Saved data entries
********

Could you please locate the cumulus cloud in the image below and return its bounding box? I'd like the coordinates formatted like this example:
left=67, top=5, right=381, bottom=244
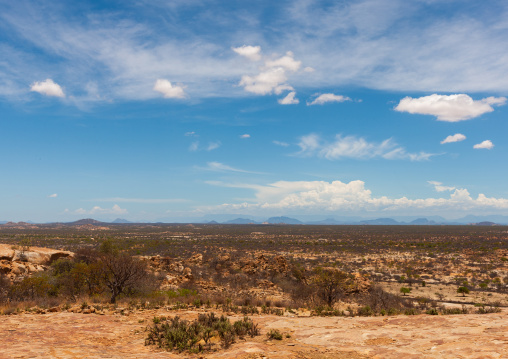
left=428, top=181, right=455, bottom=192
left=207, top=179, right=508, bottom=214
left=395, top=94, right=506, bottom=122
left=237, top=49, right=301, bottom=97
left=70, top=204, right=127, bottom=215
left=441, top=133, right=466, bottom=144
left=278, top=91, right=299, bottom=105
left=47, top=193, right=58, bottom=198
left=153, top=79, right=186, bottom=98
left=240, top=134, right=250, bottom=139
left=232, top=45, right=261, bottom=61
left=297, top=134, right=433, bottom=161
left=30, top=79, right=65, bottom=97
left=473, top=140, right=494, bottom=150
left=307, top=93, right=351, bottom=105
left=189, top=141, right=199, bottom=152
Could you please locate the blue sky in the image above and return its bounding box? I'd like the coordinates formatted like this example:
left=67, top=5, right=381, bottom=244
left=1, top=0, right=508, bottom=222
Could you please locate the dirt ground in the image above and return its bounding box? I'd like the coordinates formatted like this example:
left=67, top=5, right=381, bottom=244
left=0, top=309, right=506, bottom=359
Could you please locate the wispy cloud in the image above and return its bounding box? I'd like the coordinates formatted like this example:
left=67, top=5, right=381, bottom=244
left=441, top=133, right=466, bottom=144
left=203, top=161, right=253, bottom=173
left=206, top=141, right=221, bottom=151
left=66, top=204, right=127, bottom=215
left=90, top=198, right=188, bottom=204
left=273, top=140, right=290, bottom=147
left=297, top=133, right=433, bottom=161
left=240, top=134, right=251, bottom=139
left=395, top=94, right=506, bottom=122
left=47, top=193, right=58, bottom=198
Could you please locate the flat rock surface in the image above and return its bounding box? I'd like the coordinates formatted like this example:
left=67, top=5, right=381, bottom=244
left=0, top=310, right=507, bottom=358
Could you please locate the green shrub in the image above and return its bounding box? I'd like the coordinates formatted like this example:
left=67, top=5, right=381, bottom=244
left=145, top=313, right=260, bottom=353
left=267, top=329, right=283, bottom=340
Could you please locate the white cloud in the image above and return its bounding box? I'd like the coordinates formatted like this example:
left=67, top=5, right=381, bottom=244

********

■ EXERCISE INSTRUCTIONS ■
Go line by line through the records and copy those that contain the word "above".

■ ANSWER ■
Could you please locate the blue sky in the image above and return its bounding box? I'd like the coordinates formatted like this example:
Could you please locate the dirt ground in the image above and return its bounding box? I'd like the coordinates formatted like this example:
Could you please locate the wispy cloud in the image above and return its bounding box? I'd like the coordinates formatted like this example:
Could you please locate the flat rock surface in the image above and return its bounding box? I'd like the coordinates formatted like this example:
Could you please locate the green shrub in the image above and return its bounding box? I'd like the coordinates formatted like this example:
Could you please locate the white cloud in the image above and return its bounding box? I'd like the coordinates formatted like this example:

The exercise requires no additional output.